_OBJECTIVE 1_.
Please explain, in one to three sentences and using the teaching prize article below, why the selection committee thought it natural to ask students for nominations.
_OBJECTIVE 2_.
From the teaching prize article below, list every group or person that makes up the selection committee.
_OBJECTIVE 3_.
In the teaching prize article below, update everything from "Many of the" down to "professors, are eligible.", putting "perceptive" in place of "savvy".
* begin TEXT SECTION *
Deborah Hughes Hallett, Senior Preceptor in Mathematics, and Leonard K. Nash, professor of Chemistry, will receive the first Phi Beta Kappa Faculty-wide Teaching Prizes today at the Phi Beta Kappa Literary Exercises.

Established this year by the Harvard and Radcliffe chapters of Phi Beta Kappa, the prize will honor no more than three teachers a year who are "judged to have best demonstrated excellence in teaching and concern for students."

The selection committee--composed of six Faculty members, two teaching fellow, the undergraduate marshals of the two chapters, and the chairman--asked for nominations from all the approximately 80 students in the chapters, from about 20 letters of recommendation and selected the two winners, Margaret M. Culletts '62, the committee's chairman, said yesterday.

At the awards' presentation, David Riesman '31 will read short citations on each winner, composed of quotations about Nash and Hughes Hallett from students' letters of recommendation and from the CUE Guide to Courses, Gullette said.

Many of the letters of recommendation the committee received were "very savvy" about teaching, Gullette said, adding that it seemed natural to the committe to ask students for nominations because "in one aspect, who knows teachers better than students?"

The chapters established the award to "recognize and reward pedagogical excellence in a University where this kind of excellence is esteemed and praised but not often objectively rewarded," the announcement of the prize states. Gullette added that the University has no other teaching award for which all instructors on the Faculty, from teaching fellows to tenured professors, are eligible.
* end TEXT SECTION *
* begin SUPPLIED MATERIAL *
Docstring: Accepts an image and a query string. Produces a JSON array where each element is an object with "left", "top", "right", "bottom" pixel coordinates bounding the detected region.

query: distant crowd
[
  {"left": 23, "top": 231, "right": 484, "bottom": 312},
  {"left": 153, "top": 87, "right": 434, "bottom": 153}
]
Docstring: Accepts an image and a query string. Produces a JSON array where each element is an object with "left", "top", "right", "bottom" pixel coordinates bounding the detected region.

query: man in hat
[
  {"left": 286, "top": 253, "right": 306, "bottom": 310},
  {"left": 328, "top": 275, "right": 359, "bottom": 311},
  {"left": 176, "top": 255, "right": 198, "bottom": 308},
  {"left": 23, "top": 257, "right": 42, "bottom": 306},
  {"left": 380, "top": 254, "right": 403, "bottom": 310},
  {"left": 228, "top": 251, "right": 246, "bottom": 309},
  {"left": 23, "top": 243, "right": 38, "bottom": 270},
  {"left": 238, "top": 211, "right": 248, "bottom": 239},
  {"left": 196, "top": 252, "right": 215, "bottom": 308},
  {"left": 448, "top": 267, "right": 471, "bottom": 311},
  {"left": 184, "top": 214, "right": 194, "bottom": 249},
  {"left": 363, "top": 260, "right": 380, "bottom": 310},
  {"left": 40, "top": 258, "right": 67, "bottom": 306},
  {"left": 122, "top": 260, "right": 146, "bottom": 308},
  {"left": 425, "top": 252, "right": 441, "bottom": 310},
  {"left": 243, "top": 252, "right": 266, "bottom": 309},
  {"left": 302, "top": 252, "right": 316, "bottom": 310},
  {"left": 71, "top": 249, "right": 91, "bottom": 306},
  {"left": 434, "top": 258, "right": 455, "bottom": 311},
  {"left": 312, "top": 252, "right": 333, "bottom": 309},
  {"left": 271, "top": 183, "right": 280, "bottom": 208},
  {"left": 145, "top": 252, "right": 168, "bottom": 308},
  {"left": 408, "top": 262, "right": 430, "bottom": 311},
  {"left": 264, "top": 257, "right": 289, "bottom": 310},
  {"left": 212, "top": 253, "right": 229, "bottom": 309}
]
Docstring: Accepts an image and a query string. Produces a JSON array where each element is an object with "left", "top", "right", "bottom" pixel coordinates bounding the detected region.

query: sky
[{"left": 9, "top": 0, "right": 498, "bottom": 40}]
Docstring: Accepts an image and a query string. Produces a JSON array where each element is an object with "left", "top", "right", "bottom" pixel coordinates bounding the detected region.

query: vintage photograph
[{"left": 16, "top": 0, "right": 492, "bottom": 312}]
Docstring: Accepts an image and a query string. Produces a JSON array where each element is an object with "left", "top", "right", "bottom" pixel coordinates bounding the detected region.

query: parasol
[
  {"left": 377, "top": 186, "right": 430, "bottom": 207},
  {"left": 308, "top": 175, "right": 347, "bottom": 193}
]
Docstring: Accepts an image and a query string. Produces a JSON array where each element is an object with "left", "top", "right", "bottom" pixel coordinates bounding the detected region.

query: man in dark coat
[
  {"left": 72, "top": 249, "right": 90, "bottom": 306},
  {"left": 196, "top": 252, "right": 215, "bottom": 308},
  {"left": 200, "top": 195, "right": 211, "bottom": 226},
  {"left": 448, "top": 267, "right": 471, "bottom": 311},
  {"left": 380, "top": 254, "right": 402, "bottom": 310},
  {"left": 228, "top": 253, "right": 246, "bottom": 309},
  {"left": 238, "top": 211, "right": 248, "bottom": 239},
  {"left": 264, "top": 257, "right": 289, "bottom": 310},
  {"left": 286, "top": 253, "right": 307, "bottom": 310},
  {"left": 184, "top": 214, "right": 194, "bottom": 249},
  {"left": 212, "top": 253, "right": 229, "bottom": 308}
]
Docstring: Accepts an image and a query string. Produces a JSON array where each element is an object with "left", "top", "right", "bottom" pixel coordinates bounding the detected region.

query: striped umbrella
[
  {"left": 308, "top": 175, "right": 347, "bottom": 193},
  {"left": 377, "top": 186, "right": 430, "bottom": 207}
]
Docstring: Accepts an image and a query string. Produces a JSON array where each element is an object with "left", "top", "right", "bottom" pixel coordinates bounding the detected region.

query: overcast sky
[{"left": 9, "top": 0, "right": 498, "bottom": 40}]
* end SUPPLIED MATERIAL *
_FINAL RESULT 1_.
The committee found it natural to ask students for nominations because, in one aspect, nobody knows teachers better than students do. Many of the letters of recommendation it received were also "very savvy" about teaching.

_FINAL RESULT 2_.
- six Faculty members
- two teaching fellows
- the undergraduate marshals of the two chapters
- the chairman

_FINAL RESULT 3_.
Many of the letters of recommendation the committee received were "very perceptive" about teaching, Gullette said, adding that it seemed natural to the committe to ask students for nominations because "in one aspect, who knows teachers better than students?"

The chapters established the award to "recognize and reward pedagogical excellence in a University where this kind of excellence is esteemed and praised but not often objectively rewarded," the announcement of the prize states. Gullette added that the University has no other teaching award for which all instructors on the Faculty, from teaching fellows to tenured professors, are eligible.